Entah ada angin apa yang berhembus melalui telinga saya, saya buka blog saya dan membersihkan sarang laba-laba yang sudah mulai banyak di pojokannya....
Sekarang saya mau cerita mengenai Sophia University. Ini merupakan salah satu universitas swasta yang paling terkenal dan paling bagus di Jepang. Universitas Katolik, tepatnya. Kebetulan sekali, ada seorang dosen sosiolinguistik yang baik hati, Prof. Kimura, yang dengan senang hati mengundang saya untuk menghadiri dua kelasnya.
Sebelumnya, teman saya yang bernama Kyo bilang begini pada saya, "Apa?! Kamu mau ke Sophia University? Mana boleh, itu tuh tempatnya elit, banyak cewek cantiknya lagi!" (harap maklum, ini lagam bercandanya dia). Aku cuma memusatkan perhatianku pada frase "banyak cewek cantik" saja :| akhirnya saya putuskan bahwa pada hari Kamis, 17 Oktober 2013 saya akan tampil menawan dengan batik dan wangi. Bukan untuk memikat cewek cantik, tapi untuk memberi gambaran yang sopan dan positif untuk Indonesia.
Pukul sembilan pagi. Saya sudah di Sophia University. Celingukan di tengah kerumunan mahasiswa yang maraton hendak masuk kelas. Prof. Kimura bilang saya harus ke bangunan nomor dua, lantai enam. Tapi entah kenapa saya cuma nemu sampai lantai tiga. Akhirnya saya telepon beliau (yang biaya pulsanya fantastis) dan bilang untuk menemuinya saja di ruangan kuliah.

DATA YANG DISEDIAKAN |

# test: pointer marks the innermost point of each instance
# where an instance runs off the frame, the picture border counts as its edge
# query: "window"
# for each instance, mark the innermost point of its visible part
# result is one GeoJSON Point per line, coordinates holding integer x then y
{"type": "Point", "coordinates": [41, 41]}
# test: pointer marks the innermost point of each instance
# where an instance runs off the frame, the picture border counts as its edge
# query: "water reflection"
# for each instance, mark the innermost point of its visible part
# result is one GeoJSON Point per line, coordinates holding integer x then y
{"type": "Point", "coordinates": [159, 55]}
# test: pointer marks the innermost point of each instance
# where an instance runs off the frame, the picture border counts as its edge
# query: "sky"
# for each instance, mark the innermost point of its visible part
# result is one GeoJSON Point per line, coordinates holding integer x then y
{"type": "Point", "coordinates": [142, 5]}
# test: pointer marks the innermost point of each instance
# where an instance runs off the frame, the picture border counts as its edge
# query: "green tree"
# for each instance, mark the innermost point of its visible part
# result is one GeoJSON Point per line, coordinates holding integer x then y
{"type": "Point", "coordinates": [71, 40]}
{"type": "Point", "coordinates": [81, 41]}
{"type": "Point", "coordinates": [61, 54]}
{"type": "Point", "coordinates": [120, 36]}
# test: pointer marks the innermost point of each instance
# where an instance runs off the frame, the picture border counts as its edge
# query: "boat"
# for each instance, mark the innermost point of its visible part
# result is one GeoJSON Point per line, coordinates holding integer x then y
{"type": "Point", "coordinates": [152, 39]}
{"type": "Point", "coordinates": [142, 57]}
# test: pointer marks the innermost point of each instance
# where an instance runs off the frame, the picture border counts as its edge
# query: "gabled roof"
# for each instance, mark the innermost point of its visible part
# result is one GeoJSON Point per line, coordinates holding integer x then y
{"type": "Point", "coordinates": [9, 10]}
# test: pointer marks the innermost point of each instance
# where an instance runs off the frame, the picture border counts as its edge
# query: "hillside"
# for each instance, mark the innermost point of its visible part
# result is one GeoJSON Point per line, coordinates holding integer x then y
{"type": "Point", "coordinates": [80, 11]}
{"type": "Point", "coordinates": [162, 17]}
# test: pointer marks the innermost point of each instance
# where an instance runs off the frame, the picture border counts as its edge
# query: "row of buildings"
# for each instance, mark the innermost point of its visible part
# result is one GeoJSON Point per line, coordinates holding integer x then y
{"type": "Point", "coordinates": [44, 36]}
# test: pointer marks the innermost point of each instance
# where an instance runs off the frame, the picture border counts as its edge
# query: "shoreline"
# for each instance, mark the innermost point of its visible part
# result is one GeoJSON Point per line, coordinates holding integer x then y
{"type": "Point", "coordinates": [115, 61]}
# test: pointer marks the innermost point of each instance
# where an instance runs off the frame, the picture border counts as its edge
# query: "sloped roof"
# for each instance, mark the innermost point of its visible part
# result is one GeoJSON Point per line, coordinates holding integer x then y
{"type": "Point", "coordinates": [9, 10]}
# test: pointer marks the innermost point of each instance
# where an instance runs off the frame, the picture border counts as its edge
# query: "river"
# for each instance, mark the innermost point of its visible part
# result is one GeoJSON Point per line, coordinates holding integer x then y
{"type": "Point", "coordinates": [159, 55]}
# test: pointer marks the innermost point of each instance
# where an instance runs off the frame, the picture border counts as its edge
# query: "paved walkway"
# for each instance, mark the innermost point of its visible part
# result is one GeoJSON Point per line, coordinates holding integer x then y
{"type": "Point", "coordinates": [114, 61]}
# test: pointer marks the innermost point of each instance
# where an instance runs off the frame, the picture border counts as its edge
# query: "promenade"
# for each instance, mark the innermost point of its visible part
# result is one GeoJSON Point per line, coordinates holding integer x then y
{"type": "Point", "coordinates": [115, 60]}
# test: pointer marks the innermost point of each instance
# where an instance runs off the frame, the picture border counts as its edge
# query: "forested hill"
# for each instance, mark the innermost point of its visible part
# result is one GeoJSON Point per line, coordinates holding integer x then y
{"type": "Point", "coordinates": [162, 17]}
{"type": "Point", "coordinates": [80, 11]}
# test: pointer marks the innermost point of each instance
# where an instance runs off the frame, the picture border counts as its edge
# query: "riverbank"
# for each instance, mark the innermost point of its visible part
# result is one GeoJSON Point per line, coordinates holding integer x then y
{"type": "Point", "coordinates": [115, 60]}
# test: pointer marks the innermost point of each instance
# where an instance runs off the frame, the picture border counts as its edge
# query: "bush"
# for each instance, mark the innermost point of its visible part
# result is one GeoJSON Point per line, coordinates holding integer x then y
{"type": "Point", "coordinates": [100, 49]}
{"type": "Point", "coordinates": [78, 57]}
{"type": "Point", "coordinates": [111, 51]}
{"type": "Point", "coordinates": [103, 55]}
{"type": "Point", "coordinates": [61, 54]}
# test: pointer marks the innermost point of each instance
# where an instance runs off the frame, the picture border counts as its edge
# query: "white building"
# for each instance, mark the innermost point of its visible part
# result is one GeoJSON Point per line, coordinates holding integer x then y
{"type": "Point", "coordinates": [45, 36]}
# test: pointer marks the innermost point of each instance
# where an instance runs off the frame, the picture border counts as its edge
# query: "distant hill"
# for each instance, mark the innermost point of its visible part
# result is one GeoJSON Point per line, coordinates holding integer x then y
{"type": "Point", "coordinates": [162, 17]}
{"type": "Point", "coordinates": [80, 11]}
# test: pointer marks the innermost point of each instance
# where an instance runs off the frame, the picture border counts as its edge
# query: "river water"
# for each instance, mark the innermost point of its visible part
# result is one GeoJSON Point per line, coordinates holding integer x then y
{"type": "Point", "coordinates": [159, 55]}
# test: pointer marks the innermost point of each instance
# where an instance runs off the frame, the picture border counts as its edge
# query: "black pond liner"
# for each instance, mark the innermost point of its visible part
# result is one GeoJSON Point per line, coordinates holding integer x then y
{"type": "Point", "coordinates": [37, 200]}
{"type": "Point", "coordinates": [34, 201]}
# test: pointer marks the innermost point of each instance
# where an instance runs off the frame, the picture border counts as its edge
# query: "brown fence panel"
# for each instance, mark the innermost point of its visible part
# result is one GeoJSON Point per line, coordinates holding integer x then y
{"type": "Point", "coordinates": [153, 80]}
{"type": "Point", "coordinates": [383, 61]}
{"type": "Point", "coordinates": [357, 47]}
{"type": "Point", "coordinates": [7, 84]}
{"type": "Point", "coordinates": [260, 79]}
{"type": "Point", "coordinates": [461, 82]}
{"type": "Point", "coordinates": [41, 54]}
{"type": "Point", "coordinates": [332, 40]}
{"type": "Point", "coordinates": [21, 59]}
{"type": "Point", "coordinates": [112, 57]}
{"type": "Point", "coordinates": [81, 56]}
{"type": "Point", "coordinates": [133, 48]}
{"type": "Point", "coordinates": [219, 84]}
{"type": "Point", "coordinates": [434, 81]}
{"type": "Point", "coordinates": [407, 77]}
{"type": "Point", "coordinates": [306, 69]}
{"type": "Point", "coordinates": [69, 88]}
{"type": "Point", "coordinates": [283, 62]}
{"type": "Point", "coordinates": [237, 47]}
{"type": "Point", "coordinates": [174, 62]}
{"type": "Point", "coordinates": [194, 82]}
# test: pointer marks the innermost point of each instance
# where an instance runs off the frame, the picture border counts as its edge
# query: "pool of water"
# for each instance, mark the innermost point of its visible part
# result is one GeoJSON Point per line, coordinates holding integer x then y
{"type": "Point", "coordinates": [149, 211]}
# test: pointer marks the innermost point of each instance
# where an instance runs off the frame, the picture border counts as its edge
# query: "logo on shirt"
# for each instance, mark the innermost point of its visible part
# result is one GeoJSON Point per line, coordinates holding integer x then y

TUGAS YANG DIBERIKAN 1 |
Perbarui bagian kisah kunjungan ke Sophia University antara "Sebelumnya, teman saya" dan "di ruangan kuliah.", inklusif, dengan mengganti "batik" menjadi "kemeja batik".
TUGAS YANG DIBERIKAN 2 |
Jawab pertanyaan berikut berdasarkan kisah kunjungan ke Sophia University.
(a) Prof. Kimura adalah dosen di bidang apa?
(b) Pada hari dan tanggal berapa penulis memutuskan untuk berkunjung?
(c) Ke bangunan nomor berapa dan lantai berapa Prof. Kimura meminta penulis datang?
TUGAS YANG DIBERIKAN 3 |
Lanjutkan kisah kunjungan ke Sophia University mulai dari kalimat terakhirnya.

HASIL AKHIR 1 |
Sebelumnya, teman saya yang bernama Kyo bilang begini pada saya, "Apa?! Kamu mau ke Sophia University? Mana boleh, itu tuh tempatnya elit, banyak cewek cantiknya lagi!" (harap maklum, ini lagam bercandanya dia). Aku cuma memusatkan perhatianku pada frase "banyak cewek cantik" saja :| akhirnya saya putuskan bahwa pada hari Kamis, 17 Oktober 2013 saya akan tampil menawan dengan kemeja batik dan wangi. Bukan untuk memikat cewek cantik, tapi untuk memberi gambaran yang sopan dan positif untuk Indonesia.
Pukul sembilan pagi. Saya sudah di Sophia University. Celingukan di tengah kerumunan mahasiswa yang maraton hendak masuk kelas. Prof. Kimura bilang saya harus ke bangunan nomor dua, lantai enam. Tapi entah kenapa saya cuma nemu sampai lantai tiga. Akhirnya saya telepon beliau (yang biaya pulsanya fantastis) dan bilang untuk menemuinya saja di ruangan kuliah.

HASIL AKHIR 2 |
(a) Sosiolinguistik.
(b) Kamis, 17 Oktober 2013.
(c) Bangunan nomor dua, lantai enam.

HASIL AKHIR 3 |
Gak lama untuk menemukan ruang kuliah tersebut. Kelasnya rapi dan personelnya sedikit. Berbanding terbalik dengan kelas Communicative English Grammar yang mencapai 70 orang. Jumlah siswa di kelas Prof. Kimura hanya sekitar 12 orang, semacam kelas anak mentri. Prof. Kimura mengajar bahasa Jerman. Untungnya saya bisa bahasa Jerman secara pasif (ngerti doang, kagak ngomong). Jadi, kurang lebih saya bisa menangkap apa yang dikatakan oleh sang dosen dan mahasiswanya.
Soal cewek cantik, Kyo benar. Memang mahasiswi-mahasiswi Sophia University cantik-cantik. Sudahlah, yang ini gak perlu diperpanjang. Saya menyesal gak minta kontak mereka, sebatas facebok atau surel *plak
Kembali ke kegiatan belajar mengajar. Kegiatannya menyenangkan sekali. Seperti tidak ada batas di antara dosen dan mahasiswa, dan semuanya berkomunikasi dengan setara. Meski bagi orang Indonesia yang senengnya banyol kayak saya kelas mereka itu agak serius, tapi menyenangkan.
Oiya. Saya disuruh memperkenalkan diri. Ya iya lah, masa membiarkan mahasiswi cantik itu tidak mengetahui nama saya?! Maksudnya, masa membiarkan mereka bingung mengapa ada makhluk asing yang datang ke kelas mereka?! Saya disuruh memperkenalkan diri dengan bahasa ibu. Bahasa Indonesia? Terlalu mudah ditebak. Saya memperkenalkan diri menggunakan bahasa Sunda ragam lemes. Ehehe, pada akhirnya sih ya ketebak juga...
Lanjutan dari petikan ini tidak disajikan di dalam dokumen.